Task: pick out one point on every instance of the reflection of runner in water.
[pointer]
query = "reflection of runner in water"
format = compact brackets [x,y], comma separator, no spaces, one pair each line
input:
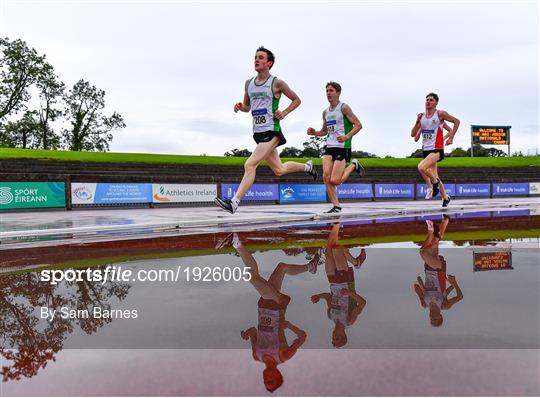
[268,340]
[343,303]
[433,293]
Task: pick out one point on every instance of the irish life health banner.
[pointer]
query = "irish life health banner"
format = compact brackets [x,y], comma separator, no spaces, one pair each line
[32,195]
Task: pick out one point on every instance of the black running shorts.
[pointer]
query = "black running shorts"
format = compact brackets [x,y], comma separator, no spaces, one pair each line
[338,154]
[439,151]
[267,136]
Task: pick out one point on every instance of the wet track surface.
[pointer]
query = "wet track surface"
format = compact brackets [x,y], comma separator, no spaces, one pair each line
[412,305]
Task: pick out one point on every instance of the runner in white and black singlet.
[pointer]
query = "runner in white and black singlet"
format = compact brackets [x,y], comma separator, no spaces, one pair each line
[340,124]
[261,97]
[432,291]
[269,343]
[429,125]
[344,304]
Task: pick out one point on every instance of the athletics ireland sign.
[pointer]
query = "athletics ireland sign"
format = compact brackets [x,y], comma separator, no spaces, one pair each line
[31,195]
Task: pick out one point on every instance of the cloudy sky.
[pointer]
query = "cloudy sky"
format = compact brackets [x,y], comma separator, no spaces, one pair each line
[174,69]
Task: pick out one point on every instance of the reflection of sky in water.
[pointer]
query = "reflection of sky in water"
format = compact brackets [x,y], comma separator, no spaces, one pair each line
[499,310]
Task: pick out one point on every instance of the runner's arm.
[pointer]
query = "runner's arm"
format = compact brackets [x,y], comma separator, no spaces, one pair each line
[355,296]
[321,133]
[357,126]
[282,87]
[417,128]
[250,334]
[459,295]
[445,116]
[296,344]
[420,293]
[356,311]
[244,106]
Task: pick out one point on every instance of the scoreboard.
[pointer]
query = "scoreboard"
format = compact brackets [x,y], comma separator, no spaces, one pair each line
[490,135]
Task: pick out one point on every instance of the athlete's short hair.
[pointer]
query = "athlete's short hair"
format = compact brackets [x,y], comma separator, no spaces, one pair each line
[269,55]
[336,86]
[435,96]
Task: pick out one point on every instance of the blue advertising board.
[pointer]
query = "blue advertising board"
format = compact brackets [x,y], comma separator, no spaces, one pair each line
[421,190]
[355,191]
[510,188]
[394,190]
[256,192]
[118,193]
[472,190]
[298,193]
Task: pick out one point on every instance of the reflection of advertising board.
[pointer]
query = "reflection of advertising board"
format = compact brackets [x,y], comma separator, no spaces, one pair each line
[298,193]
[421,190]
[355,191]
[256,192]
[394,190]
[490,135]
[534,188]
[110,193]
[510,188]
[32,195]
[489,261]
[472,190]
[183,193]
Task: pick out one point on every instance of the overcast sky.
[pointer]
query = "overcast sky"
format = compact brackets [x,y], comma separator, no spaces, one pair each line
[174,69]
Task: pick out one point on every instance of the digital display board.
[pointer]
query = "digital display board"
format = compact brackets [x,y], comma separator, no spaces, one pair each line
[490,135]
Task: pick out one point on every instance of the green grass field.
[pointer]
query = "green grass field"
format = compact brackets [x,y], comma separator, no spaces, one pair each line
[119,157]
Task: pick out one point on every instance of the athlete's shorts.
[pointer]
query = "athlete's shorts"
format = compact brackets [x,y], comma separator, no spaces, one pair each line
[342,276]
[439,151]
[266,136]
[338,153]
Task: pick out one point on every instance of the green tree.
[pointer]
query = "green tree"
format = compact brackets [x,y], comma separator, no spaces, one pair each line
[90,129]
[238,152]
[22,133]
[20,68]
[291,152]
[51,90]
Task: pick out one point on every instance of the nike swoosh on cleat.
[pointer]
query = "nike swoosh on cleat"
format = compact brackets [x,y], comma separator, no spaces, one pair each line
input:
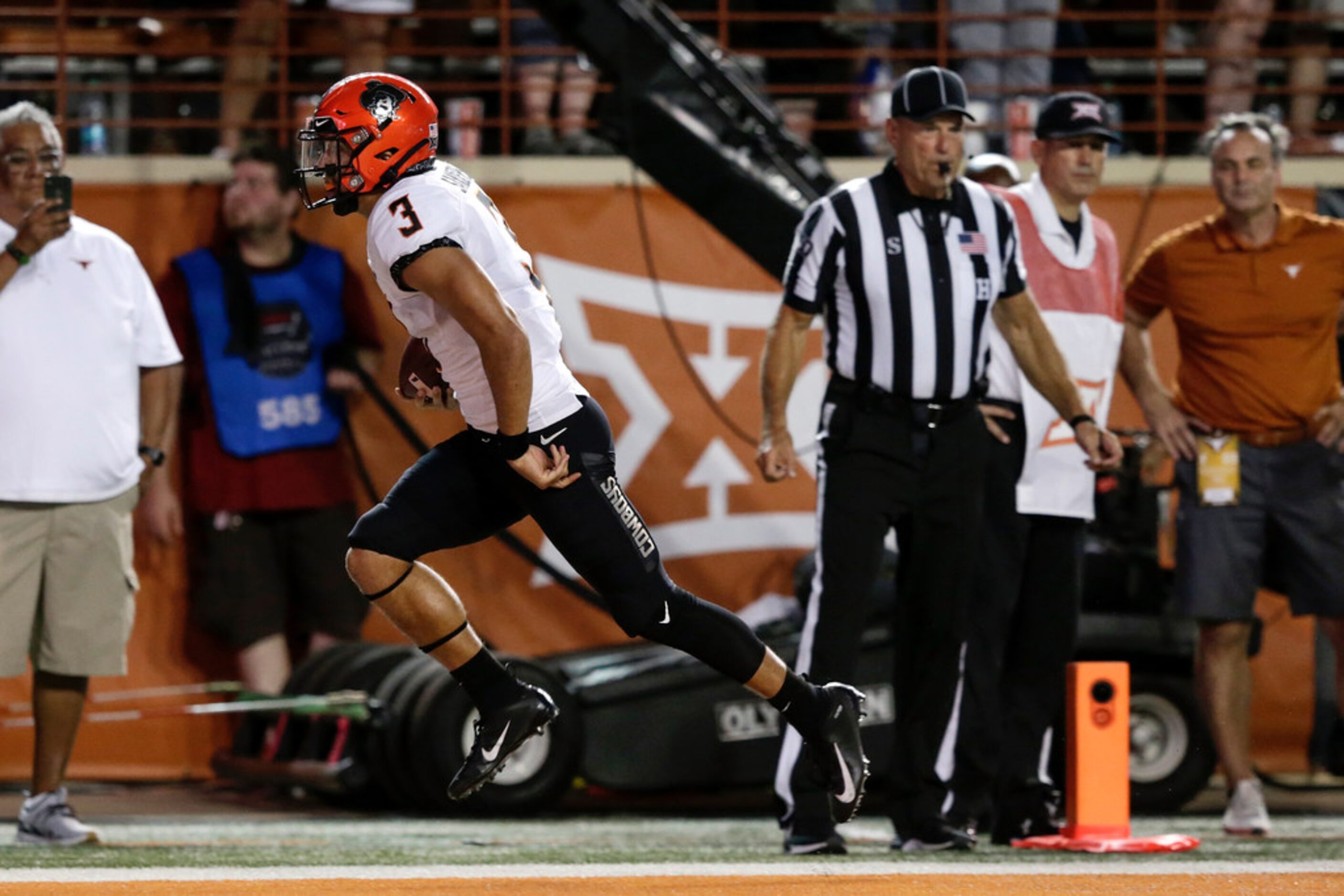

::::

→ AIM OF THE EXERCISE
Bring together all lines from the listing that contain the word "cleat".

→ OUTPUT OF THE EXERCISE
Task: pick out one point on every instance of the nike swoosh on cleat.
query = "nike swoosh on cleat"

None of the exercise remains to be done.